== Records supplied

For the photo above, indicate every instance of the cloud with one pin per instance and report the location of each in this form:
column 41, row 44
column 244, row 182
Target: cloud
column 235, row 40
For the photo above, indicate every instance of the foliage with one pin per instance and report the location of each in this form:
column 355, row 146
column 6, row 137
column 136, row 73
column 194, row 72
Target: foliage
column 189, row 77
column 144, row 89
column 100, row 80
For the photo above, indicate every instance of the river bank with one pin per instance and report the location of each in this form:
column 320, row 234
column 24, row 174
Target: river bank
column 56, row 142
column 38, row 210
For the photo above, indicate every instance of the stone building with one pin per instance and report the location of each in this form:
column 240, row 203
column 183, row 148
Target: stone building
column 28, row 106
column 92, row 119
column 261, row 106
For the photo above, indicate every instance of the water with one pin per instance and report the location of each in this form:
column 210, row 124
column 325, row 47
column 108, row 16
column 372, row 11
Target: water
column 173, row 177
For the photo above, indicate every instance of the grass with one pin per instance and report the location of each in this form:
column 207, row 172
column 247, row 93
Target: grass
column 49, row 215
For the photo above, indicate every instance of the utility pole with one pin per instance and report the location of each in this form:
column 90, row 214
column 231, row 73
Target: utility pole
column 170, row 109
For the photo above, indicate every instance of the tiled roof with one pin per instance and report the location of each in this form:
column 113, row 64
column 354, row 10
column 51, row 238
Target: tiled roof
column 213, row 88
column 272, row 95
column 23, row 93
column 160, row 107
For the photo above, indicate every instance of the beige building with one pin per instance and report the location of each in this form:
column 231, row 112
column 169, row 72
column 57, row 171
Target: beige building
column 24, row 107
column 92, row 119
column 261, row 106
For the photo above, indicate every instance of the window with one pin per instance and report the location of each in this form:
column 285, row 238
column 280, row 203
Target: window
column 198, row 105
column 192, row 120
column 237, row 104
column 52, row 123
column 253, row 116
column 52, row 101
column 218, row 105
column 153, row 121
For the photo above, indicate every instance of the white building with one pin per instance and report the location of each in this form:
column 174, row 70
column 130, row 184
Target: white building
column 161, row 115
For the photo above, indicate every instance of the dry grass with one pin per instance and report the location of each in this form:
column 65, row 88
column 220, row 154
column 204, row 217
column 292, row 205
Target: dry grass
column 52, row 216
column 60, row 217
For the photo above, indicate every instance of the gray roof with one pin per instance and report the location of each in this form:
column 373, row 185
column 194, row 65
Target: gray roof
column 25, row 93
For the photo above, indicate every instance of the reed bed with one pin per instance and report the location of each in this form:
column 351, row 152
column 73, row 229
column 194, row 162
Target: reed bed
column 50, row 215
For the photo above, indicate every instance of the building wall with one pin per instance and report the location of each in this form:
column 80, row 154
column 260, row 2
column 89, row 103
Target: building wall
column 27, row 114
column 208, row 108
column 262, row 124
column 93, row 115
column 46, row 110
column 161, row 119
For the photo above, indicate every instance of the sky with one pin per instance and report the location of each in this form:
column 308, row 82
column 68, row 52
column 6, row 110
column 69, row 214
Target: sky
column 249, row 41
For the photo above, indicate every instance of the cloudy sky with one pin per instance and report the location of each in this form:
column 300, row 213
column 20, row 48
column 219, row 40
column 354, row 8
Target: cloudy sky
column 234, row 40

====

- _Your instructions_:
All lines from the one that holds "column 300, row 213" through the end of the records are to be returned exactly, including both boundary lines, and no others.

- _Solution to the exercise_:
column 300, row 213
column 20, row 48
column 219, row 40
column 354, row 8
Target: cloudy sky
column 234, row 40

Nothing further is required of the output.